- _PAGE_
══════════════════════════════
# Question f875f

Feb 12, 2017

We know that the equation of rate constant for 1st oder reaction is as follows

$\textcolor{b l u e}{k = \frac{1}{t} \ln \left({C}_{0} / {C}_{t}\right) \ldots \ldots \left[1\right]}$

where

$k \to \text{rate constant}$
$t \to \text{the time for which change being observed}$
${C}_{0} \to \text{concentration of the reactant at t=0}$

${C}_{t} \to \text{concentration of the reactant at t th instant}$

For 50% completion of the reaction time is 30 min

so for $t = 30 \min \text{ } {C}_{0} / {C}_{t} = \frac{100}{50} = 2$

So inserting these in [1] we get

$k = \frac{1}{30} \ln 2. \ldots . . \left[2\right]$

Let the reaction becomes 90% complete in $T \min$.This means 10% reactant remains.
So ${C}_{0} / {C}_{T} = \frac{100}{10} = 10$

The equation [1] then becomes

$k = \frac{1}{T} \ln \left(10\right) \ldots \ldots \ldots \left[3\right]$

Comparing [2] and [3] we get

$\frac{1}{30} \ln 2 = \frac{1}{T} \ln \left(10\right)$

=>T=(30ln10)/ln2~~99.65 min#
══════════════════════════════
- _RECORDS SHOWN_
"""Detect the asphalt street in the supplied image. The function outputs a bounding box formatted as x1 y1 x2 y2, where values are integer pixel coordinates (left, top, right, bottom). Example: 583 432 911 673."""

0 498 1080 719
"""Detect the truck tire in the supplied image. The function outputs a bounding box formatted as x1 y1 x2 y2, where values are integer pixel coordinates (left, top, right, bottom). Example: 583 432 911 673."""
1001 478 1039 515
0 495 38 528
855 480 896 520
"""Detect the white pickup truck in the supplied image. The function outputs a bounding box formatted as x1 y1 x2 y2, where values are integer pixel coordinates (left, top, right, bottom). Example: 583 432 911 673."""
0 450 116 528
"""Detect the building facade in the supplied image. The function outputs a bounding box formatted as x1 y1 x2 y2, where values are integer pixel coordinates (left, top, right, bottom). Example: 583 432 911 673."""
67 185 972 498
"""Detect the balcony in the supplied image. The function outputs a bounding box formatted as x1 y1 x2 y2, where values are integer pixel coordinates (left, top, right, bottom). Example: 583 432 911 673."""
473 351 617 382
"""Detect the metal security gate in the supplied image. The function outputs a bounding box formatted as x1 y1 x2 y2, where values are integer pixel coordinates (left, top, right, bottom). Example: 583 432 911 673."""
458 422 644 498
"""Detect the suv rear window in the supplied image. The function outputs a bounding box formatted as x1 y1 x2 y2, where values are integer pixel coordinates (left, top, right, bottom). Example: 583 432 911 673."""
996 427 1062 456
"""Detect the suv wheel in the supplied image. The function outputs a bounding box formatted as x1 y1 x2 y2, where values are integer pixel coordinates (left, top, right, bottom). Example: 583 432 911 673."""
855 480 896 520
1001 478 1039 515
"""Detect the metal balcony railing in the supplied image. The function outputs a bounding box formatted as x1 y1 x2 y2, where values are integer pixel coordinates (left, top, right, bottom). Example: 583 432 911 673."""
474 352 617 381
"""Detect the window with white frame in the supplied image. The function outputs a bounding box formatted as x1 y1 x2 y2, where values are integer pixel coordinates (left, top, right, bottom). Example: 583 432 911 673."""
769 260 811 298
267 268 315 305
══════════════════════════════
- _AIM OF THE EXERCISE_
Rewrite the first-order reaction solution between "so for $t = 30" and "10% reactant remains.", inclusive, with "remains" changed to "is left".

- _FULL OUTPUT_
so for $t = 30 \min \text{ } {C}_{0} / {C}_{t} = \frac{100}{50} = 2$

So inserting these in [1] we get

$k = \frac{1}{30} \ln 2. \ldots . . \left[2\right]$

Let the reaction becomes 90% complete in $T \min$.This means 10% reactant is left.